* EXERCISE AIM *
Print every entry below verbatim, with no changes.

* DATASET EXTRACT *
---

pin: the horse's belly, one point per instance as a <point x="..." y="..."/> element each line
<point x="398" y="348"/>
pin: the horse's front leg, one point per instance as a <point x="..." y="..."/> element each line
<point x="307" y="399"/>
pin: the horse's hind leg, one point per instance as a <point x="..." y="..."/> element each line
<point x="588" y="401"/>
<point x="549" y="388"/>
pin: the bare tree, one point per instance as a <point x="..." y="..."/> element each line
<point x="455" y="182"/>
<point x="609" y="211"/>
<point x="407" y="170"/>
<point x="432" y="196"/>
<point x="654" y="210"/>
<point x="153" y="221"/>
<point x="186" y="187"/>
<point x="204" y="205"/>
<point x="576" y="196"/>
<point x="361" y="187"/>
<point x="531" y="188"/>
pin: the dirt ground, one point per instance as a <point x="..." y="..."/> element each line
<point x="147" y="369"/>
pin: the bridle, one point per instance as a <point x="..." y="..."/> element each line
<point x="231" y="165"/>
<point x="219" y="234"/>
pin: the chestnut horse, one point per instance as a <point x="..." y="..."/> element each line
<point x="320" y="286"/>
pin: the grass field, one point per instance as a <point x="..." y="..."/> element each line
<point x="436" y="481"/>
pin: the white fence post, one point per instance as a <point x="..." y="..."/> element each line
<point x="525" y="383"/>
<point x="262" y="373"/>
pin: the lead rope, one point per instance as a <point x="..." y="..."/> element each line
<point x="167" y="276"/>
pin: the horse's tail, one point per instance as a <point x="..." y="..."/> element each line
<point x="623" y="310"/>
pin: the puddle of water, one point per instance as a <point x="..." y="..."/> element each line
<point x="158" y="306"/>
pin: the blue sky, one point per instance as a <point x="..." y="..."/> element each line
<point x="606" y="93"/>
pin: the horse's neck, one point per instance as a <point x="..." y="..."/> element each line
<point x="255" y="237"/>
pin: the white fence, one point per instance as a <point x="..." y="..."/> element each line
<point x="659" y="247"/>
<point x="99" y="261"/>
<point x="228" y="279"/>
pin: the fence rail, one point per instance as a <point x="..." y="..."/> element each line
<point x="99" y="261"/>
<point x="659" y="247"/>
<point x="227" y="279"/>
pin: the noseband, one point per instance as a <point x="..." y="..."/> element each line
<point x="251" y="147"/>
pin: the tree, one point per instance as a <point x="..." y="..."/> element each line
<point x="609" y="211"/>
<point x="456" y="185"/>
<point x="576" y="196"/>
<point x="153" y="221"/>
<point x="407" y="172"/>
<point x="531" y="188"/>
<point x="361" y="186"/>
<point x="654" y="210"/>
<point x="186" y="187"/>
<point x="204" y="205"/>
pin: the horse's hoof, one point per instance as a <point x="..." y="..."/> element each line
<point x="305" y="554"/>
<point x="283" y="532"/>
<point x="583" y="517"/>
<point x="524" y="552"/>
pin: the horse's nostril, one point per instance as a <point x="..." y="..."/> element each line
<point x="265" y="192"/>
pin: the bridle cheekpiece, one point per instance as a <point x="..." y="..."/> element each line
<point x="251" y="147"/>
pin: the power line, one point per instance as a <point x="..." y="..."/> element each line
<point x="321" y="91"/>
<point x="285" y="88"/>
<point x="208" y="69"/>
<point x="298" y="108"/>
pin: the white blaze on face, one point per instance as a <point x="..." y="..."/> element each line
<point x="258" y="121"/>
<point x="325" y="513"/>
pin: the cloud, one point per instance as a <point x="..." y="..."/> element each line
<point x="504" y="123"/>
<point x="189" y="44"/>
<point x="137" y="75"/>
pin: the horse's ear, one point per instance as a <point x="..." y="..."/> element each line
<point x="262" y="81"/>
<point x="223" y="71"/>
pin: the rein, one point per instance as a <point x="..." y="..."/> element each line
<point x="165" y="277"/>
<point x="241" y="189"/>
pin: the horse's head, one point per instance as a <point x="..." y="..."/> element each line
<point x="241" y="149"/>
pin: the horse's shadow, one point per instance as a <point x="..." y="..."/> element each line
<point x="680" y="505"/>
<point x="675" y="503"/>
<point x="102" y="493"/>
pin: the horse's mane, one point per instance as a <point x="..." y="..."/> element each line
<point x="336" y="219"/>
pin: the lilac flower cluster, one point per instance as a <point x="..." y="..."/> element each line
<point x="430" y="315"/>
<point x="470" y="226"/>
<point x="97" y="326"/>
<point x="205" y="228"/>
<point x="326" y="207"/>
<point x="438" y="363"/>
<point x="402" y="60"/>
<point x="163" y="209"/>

---

* EXPECTED ANSWER *
pin: the horse's belly, one point per instance as a <point x="..." y="..."/> element each line
<point x="398" y="348"/>
pin: the horse's front leg, one point per instance as a <point x="..." y="..."/> element each line
<point x="307" y="399"/>
pin: the horse's hind leg, one point per instance as a <point x="..." y="..."/> element each line
<point x="588" y="401"/>
<point x="549" y="388"/>
pin: the bare tree, one point per instance as a <point x="..." y="..."/> element each line
<point x="455" y="182"/>
<point x="609" y="211"/>
<point x="407" y="170"/>
<point x="432" y="196"/>
<point x="654" y="210"/>
<point x="153" y="221"/>
<point x="186" y="187"/>
<point x="204" y="205"/>
<point x="576" y="196"/>
<point x="361" y="187"/>
<point x="531" y="188"/>
pin: the dirt ground, one point per instance as a <point x="..." y="..."/> element each line
<point x="147" y="369"/>
pin: the bridle, one point per instance as a <point x="..." y="..."/> element each line
<point x="231" y="165"/>
<point x="219" y="234"/>
pin: the chestnut horse, one point per instance as a <point x="..." y="..."/> element each line
<point x="320" y="286"/>
pin: the grass field, one point per instance as a <point x="..." y="..."/> element each line
<point x="436" y="481"/>
pin: the white fence post, one point per instance as a <point x="..." y="..."/> element each line
<point x="525" y="383"/>
<point x="262" y="373"/>
pin: the lead rope, one point per instance as a <point x="..." y="..."/> element each line
<point x="167" y="276"/>
pin: the horse's tail, one point per instance as a <point x="..." y="..."/> element each line
<point x="623" y="310"/>
pin: the puddle of water, one point per instance as a <point x="..." y="..."/> element each line
<point x="158" y="306"/>
pin: the blue sky, one point per instance as a <point x="..." y="..."/> element each line
<point x="606" y="93"/>
pin: the horse's neck, one point per instance as a <point x="..." y="..."/> element each line
<point x="255" y="237"/>
pin: the white fence, one point per instance as a <point x="..." y="..."/> element each line
<point x="659" y="247"/>
<point x="99" y="261"/>
<point x="228" y="279"/>
pin: the fence rail, one point per instance as a <point x="..." y="..."/> element each line
<point x="99" y="261"/>
<point x="659" y="247"/>
<point x="227" y="279"/>
pin: the noseband, one point per instance as a <point x="..." y="..."/> element each line
<point x="251" y="147"/>
pin: the tree, one point per instance as a <point x="..." y="..."/> element each line
<point x="609" y="211"/>
<point x="456" y="185"/>
<point x="576" y="196"/>
<point x="153" y="221"/>
<point x="407" y="172"/>
<point x="531" y="188"/>
<point x="361" y="186"/>
<point x="654" y="210"/>
<point x="186" y="187"/>
<point x="204" y="205"/>
pin: the horse's hoof, one point per instance as a <point x="..." y="..."/> element each line
<point x="305" y="554"/>
<point x="283" y="532"/>
<point x="583" y="517"/>
<point x="524" y="552"/>
pin: the horse's nostril, one point per instance as a <point x="..." y="..."/> element each line
<point x="265" y="192"/>
pin: the bridle cheekpiece, one point per instance as a <point x="..." y="..."/> element each line
<point x="251" y="147"/>
pin: the power line, one point per instance as a <point x="..." y="..."/> element each line
<point x="321" y="91"/>
<point x="285" y="88"/>
<point x="208" y="69"/>
<point x="298" y="108"/>
pin: the white blaze on face, one point per instance as a <point x="..." y="..."/> element each line
<point x="258" y="121"/>
<point x="325" y="513"/>
pin: the cloud, one point per instance as a <point x="..." y="..."/> element each line
<point x="504" y="123"/>
<point x="189" y="44"/>
<point x="137" y="75"/>
pin: the horse's ear, one point per instance as a <point x="..." y="..."/> element each line
<point x="262" y="81"/>
<point x="223" y="71"/>
pin: the rein, one point per instance as a <point x="..." y="..."/> element each line
<point x="165" y="277"/>
<point x="241" y="189"/>
pin: the horse's head, one point per instance as a <point x="..." y="..."/> element each line
<point x="241" y="149"/>
pin: the horse's shadow, one point per instance as a <point x="..." y="..."/> element each line
<point x="680" y="505"/>
<point x="675" y="503"/>
<point x="102" y="493"/>
pin: the horse's mane, one point per instance as a <point x="..." y="..."/> element each line
<point x="336" y="219"/>
pin: the lilac flower cluster, one point per instance as a <point x="..." y="..."/> element each line
<point x="430" y="315"/>
<point x="470" y="226"/>
<point x="97" y="326"/>
<point x="205" y="228"/>
<point x="326" y="207"/>
<point x="438" y="363"/>
<point x="402" y="60"/>
<point x="163" y="209"/>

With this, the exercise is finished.